*DATASET RECORDS*:
»»
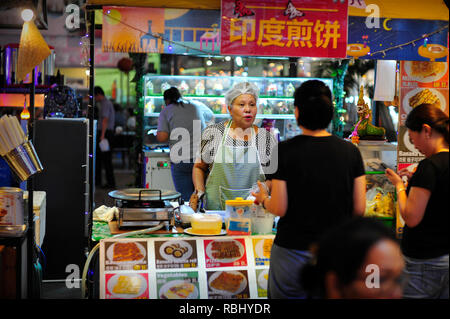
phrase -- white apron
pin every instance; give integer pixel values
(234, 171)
««
»»
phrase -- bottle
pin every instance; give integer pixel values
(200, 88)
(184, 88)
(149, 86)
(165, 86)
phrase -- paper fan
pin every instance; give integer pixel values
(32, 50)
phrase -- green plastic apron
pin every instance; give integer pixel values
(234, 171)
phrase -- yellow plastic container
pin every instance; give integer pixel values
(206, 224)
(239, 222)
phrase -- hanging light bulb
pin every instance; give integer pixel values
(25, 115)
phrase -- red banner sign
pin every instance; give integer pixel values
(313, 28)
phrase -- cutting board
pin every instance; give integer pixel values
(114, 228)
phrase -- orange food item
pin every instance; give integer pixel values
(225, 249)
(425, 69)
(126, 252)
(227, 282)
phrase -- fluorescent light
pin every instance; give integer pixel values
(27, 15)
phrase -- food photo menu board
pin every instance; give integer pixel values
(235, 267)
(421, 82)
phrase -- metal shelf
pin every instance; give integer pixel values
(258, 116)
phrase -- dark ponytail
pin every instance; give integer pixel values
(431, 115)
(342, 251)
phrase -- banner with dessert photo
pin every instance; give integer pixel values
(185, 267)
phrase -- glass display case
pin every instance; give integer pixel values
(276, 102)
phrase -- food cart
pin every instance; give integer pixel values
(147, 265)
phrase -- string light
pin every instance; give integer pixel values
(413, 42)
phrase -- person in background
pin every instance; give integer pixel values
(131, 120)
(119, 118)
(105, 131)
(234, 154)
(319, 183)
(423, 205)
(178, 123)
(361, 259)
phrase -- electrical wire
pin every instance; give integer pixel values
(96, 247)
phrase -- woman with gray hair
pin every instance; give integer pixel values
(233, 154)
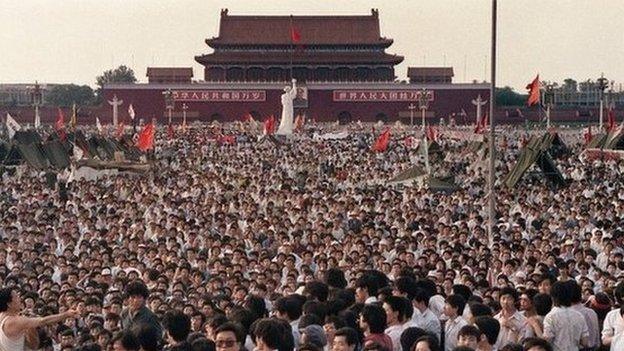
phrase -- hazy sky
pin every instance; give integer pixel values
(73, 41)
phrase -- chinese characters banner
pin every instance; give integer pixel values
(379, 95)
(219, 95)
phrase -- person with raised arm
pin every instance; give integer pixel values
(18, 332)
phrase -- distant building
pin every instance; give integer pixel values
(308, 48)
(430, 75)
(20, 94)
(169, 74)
««
*EXERCISE OBJECTIVE*:
For every line in the data above that has the string "apron", return that line.

*ANSWER SECTION*:
phrase -- white apron
phrase -- green plastic apron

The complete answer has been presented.